Problem:
Pick out every line in the data below that contains the word "vegetation", and copy each one.

Extracted records:
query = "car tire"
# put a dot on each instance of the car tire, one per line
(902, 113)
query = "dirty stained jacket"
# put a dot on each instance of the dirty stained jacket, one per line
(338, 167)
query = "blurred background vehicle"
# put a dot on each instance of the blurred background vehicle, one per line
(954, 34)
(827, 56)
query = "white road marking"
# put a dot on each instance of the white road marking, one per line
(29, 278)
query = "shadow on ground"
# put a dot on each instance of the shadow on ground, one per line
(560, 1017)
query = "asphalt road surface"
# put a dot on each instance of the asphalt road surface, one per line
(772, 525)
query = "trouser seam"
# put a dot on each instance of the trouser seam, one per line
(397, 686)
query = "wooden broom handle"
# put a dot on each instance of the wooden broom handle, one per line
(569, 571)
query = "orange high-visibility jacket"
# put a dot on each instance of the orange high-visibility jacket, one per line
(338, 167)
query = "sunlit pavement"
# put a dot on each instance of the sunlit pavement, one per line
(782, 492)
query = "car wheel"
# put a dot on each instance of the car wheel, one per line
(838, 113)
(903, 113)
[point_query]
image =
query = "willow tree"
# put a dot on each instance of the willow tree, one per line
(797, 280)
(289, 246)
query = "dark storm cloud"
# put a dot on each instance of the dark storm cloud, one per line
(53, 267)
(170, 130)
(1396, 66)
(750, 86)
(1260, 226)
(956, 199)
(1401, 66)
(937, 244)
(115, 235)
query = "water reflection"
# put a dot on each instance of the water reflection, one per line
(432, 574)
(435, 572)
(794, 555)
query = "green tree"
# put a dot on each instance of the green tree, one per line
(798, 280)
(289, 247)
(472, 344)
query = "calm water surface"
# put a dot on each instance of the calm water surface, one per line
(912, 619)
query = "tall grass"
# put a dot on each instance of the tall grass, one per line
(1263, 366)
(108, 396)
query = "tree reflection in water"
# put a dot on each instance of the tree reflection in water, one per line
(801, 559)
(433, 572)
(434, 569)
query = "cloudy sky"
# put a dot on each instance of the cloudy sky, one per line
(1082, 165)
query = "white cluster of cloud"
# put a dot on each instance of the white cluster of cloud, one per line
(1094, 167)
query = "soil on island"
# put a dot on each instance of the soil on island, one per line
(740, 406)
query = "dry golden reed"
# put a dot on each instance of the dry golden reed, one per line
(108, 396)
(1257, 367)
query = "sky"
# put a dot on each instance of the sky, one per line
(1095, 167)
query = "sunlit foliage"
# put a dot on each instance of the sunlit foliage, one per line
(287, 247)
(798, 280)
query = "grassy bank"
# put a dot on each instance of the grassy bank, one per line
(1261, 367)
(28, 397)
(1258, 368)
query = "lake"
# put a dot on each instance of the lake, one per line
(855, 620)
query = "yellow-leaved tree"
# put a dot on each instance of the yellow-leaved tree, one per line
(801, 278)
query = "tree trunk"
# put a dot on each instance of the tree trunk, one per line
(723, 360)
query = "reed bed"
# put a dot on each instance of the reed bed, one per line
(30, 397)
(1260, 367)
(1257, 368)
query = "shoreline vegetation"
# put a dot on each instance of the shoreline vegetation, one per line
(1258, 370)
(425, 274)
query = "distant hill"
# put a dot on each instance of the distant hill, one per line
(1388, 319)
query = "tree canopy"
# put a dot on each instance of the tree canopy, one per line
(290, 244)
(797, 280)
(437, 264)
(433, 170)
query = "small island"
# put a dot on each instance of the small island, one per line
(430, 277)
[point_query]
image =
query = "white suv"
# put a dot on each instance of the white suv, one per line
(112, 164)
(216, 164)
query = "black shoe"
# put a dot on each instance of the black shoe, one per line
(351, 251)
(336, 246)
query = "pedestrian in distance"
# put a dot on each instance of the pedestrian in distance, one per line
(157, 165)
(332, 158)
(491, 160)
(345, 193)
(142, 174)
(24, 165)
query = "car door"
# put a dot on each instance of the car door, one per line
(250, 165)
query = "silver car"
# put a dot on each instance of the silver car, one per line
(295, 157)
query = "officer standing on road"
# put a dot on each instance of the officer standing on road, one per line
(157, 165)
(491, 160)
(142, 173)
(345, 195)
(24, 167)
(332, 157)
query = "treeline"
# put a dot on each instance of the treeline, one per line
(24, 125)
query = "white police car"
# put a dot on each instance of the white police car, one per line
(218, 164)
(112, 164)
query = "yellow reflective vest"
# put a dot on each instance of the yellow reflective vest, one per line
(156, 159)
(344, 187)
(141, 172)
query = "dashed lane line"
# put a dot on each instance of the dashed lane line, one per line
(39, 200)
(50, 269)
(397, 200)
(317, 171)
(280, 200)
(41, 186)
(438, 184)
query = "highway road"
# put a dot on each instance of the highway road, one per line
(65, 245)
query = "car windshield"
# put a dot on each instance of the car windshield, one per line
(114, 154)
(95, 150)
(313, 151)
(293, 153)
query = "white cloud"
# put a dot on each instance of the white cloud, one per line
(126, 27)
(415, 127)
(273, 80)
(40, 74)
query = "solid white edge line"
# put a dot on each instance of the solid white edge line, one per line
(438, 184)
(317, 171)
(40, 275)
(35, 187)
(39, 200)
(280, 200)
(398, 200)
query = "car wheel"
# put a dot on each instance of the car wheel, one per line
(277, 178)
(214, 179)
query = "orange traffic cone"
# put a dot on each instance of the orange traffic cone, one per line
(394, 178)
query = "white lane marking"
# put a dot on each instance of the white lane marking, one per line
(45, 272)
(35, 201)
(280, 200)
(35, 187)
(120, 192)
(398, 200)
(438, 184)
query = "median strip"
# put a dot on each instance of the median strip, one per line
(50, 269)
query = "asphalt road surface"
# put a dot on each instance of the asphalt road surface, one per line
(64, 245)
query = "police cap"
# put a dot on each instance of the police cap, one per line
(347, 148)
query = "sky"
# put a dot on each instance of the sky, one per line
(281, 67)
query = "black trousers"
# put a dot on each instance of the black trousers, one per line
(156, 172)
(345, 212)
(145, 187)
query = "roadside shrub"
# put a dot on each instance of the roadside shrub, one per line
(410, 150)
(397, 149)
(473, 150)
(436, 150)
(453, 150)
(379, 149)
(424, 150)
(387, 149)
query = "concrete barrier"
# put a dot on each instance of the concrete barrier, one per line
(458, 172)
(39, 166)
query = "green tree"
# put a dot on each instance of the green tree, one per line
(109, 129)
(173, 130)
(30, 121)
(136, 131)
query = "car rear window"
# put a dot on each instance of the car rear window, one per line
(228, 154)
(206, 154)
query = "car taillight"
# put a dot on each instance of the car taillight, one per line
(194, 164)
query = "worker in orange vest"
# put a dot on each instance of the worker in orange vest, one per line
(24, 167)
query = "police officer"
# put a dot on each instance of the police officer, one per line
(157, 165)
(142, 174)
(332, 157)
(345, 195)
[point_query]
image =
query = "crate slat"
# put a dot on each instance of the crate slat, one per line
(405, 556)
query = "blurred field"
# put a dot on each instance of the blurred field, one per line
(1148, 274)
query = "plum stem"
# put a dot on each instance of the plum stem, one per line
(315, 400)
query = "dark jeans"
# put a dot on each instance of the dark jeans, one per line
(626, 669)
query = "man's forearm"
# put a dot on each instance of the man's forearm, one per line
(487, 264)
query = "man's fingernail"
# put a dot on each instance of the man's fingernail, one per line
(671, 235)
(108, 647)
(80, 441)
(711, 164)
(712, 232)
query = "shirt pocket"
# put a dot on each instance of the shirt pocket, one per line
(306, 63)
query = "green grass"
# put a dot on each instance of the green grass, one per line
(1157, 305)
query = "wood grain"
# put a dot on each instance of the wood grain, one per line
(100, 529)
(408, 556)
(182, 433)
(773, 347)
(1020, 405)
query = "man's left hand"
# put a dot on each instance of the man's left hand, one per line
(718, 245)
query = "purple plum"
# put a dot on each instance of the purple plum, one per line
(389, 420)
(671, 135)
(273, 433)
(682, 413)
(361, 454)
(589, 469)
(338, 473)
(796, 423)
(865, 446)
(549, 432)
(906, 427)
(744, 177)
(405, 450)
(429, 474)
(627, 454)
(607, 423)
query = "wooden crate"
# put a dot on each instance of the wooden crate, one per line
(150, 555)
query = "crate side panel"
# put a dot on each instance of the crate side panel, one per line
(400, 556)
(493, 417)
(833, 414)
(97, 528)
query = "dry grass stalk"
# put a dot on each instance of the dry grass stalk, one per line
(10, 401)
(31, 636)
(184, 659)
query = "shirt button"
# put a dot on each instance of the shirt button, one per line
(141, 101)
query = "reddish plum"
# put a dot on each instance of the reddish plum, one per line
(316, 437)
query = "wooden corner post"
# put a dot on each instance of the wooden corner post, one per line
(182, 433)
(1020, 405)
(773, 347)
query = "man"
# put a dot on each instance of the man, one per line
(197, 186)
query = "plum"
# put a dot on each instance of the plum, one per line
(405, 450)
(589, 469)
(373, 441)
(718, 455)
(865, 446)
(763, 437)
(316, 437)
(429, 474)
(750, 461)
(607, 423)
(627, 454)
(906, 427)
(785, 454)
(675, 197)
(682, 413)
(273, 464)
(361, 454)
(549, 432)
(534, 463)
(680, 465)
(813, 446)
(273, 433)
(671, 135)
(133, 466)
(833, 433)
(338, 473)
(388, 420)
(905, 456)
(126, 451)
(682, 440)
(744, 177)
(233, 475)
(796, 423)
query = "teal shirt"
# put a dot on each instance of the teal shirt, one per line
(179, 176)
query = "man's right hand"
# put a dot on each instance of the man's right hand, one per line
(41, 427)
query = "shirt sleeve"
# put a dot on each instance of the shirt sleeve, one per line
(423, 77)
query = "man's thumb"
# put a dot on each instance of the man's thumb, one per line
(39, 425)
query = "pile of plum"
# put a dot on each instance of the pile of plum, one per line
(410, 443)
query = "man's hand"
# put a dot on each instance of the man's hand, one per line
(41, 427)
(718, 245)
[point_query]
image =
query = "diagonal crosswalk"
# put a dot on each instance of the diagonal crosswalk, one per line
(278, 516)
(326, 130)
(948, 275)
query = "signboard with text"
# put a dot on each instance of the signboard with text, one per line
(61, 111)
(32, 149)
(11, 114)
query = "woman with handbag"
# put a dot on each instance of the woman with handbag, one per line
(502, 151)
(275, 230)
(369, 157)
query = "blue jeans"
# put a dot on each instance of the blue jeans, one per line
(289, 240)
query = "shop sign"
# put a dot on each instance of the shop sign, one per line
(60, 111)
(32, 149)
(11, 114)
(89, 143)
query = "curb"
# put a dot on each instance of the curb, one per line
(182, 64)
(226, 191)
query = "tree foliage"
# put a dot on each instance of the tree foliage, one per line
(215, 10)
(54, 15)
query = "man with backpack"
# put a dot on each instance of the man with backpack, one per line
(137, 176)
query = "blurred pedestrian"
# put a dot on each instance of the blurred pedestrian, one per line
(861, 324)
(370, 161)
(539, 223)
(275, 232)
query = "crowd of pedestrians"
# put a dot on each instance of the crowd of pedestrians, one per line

Result for this task:
query = "shoreline vegetation"
# put a dot on each instance of the shoreline vegetation, one per line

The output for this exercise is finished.